=== Extracted data ===

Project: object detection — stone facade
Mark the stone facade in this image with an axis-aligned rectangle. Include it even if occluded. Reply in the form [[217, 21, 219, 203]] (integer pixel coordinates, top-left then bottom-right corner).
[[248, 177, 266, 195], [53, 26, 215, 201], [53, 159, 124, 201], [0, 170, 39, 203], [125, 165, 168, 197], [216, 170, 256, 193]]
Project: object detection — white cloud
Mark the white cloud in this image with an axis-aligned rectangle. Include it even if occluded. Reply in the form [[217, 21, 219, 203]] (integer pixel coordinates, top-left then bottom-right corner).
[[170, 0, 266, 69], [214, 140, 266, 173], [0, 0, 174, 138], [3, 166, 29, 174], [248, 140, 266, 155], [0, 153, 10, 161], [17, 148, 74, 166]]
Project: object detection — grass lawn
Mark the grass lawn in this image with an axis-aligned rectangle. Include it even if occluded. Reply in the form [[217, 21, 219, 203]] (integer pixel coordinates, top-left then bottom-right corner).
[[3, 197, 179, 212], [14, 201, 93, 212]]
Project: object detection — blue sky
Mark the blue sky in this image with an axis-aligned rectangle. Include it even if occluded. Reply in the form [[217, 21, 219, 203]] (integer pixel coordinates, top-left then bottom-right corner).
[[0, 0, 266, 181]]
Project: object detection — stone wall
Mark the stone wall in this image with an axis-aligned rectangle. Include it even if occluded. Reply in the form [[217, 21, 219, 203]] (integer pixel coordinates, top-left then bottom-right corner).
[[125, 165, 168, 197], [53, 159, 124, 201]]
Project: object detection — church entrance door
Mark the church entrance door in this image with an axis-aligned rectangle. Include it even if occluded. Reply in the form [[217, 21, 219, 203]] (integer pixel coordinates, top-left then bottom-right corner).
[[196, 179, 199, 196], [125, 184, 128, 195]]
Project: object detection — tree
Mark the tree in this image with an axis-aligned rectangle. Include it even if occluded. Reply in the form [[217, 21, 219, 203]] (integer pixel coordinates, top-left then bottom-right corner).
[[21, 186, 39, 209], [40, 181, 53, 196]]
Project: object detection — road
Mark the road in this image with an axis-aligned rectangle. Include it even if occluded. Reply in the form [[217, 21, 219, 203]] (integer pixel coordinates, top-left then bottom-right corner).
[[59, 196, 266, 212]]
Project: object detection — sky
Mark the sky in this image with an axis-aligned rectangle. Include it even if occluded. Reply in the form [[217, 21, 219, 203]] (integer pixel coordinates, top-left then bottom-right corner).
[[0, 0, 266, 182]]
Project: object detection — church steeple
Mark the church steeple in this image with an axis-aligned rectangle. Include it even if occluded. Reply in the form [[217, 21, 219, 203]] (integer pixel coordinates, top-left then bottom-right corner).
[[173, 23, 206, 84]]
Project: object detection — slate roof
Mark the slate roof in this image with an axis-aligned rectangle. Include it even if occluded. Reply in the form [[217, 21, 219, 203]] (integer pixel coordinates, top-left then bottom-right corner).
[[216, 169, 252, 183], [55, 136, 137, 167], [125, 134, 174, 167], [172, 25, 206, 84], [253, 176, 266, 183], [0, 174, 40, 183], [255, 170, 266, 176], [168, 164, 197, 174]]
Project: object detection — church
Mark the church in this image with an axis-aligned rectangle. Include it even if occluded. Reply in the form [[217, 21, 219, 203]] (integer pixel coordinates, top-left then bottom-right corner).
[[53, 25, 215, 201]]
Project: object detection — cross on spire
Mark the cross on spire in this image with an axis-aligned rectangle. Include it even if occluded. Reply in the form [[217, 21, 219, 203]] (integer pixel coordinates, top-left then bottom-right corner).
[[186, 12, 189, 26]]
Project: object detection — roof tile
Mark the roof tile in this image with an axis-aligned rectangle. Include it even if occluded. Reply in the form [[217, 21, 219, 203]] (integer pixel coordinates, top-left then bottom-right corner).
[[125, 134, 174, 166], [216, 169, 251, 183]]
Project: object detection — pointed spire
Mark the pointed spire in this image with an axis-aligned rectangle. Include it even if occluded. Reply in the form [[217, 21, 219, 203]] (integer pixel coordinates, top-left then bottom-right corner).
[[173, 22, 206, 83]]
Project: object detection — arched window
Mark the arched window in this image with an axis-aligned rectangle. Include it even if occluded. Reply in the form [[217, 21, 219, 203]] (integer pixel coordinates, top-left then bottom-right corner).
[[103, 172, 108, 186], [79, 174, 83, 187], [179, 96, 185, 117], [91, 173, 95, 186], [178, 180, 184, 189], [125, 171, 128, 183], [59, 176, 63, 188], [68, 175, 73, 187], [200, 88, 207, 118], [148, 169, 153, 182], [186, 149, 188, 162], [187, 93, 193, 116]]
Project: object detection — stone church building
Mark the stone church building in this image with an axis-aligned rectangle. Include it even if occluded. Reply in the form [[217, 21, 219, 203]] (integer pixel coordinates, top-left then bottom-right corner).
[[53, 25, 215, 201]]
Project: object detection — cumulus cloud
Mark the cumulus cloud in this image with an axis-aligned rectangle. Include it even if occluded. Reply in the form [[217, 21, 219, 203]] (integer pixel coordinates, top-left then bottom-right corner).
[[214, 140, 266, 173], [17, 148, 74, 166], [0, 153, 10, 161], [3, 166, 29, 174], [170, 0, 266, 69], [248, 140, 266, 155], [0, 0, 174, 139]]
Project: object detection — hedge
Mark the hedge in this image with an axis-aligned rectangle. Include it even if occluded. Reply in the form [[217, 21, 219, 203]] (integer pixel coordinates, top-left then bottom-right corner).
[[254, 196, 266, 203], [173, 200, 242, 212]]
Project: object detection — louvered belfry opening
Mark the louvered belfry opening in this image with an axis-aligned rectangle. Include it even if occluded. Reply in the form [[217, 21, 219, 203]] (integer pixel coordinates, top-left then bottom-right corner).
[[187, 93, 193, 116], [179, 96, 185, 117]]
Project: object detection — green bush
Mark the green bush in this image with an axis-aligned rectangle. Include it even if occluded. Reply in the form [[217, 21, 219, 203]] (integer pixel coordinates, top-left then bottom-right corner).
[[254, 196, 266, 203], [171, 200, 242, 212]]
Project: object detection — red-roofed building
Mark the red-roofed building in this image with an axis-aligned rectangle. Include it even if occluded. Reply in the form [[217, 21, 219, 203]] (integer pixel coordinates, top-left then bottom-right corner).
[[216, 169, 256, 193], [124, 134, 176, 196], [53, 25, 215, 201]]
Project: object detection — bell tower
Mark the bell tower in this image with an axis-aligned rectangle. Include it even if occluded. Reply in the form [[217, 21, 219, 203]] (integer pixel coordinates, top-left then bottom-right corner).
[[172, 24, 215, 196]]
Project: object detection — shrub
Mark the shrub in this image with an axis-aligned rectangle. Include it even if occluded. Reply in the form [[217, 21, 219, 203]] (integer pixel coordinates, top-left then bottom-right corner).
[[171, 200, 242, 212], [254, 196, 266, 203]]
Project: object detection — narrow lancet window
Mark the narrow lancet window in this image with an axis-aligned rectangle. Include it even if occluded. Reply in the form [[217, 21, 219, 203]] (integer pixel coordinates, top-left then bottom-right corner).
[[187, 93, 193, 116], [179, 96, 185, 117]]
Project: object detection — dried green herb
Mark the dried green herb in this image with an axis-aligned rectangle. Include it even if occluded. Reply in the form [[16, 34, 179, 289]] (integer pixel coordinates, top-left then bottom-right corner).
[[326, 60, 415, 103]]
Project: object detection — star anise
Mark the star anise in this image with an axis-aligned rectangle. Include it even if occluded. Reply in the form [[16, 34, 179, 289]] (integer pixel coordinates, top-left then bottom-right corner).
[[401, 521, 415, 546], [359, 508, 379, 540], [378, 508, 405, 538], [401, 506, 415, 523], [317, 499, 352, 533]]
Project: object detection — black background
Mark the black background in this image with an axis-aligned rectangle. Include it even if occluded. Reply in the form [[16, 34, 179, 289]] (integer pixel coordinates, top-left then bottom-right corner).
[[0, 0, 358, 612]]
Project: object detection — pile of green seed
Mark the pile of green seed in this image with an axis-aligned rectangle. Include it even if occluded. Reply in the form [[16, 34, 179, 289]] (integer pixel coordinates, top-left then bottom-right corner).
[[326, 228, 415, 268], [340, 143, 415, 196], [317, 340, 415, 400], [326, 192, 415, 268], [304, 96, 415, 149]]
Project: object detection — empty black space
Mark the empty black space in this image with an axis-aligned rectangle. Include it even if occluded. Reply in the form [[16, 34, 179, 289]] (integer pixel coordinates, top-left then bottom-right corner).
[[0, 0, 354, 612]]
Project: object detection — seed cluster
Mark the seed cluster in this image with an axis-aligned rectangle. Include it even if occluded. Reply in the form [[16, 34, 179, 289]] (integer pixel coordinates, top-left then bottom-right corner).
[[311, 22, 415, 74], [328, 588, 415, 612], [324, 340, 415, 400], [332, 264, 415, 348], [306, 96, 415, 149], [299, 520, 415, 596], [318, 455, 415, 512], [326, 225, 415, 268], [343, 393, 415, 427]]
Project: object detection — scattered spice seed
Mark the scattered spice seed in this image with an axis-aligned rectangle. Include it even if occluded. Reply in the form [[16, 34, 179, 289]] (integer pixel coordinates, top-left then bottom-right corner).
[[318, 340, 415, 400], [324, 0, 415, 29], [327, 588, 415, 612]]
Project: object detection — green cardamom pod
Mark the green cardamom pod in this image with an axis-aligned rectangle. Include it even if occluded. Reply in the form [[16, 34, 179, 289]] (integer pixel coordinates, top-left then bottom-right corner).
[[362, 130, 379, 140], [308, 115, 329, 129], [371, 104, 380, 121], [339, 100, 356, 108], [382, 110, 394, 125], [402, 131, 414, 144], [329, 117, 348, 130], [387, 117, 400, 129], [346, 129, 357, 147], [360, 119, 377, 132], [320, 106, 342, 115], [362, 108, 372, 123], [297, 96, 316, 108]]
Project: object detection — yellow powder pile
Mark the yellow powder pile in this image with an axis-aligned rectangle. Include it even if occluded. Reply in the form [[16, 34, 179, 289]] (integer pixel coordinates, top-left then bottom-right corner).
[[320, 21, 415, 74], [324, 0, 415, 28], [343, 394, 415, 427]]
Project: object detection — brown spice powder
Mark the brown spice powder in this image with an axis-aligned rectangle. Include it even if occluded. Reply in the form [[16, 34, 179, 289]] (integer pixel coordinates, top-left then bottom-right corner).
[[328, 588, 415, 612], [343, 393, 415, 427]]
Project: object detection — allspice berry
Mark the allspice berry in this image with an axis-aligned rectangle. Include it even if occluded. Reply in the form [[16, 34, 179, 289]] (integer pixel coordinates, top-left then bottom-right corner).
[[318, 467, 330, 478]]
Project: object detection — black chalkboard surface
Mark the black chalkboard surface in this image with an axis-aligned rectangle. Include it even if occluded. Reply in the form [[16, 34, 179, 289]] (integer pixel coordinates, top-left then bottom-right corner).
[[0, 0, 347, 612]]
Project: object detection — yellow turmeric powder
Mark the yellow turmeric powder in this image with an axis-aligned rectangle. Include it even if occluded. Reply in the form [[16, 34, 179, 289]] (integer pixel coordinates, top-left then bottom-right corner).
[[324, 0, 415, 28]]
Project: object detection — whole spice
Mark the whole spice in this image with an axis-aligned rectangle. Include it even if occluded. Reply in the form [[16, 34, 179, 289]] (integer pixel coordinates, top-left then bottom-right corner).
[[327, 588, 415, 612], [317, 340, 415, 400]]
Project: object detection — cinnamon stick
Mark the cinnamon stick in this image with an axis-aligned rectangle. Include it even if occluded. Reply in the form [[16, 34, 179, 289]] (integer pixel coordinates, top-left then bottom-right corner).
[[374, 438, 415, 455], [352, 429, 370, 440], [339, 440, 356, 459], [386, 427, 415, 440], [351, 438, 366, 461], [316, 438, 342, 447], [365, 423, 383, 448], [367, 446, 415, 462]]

===

Problem description → Copy the items exactly, starting at the beginning of the items and ending with the line that contains "170, 256, 193]]".

Task result →
Project: object detection — stone facade
Mark the stone facade in this image with an axis-aligned rectangle. Include it even if occluded. Reply in the form [[217, 21, 219, 203]] (integer pixel coordinates, top-left then bottom-right corner).
[[248, 177, 266, 195], [53, 26, 215, 201], [53, 159, 124, 201], [0, 170, 39, 203], [125, 165, 168, 197], [216, 170, 256, 193]]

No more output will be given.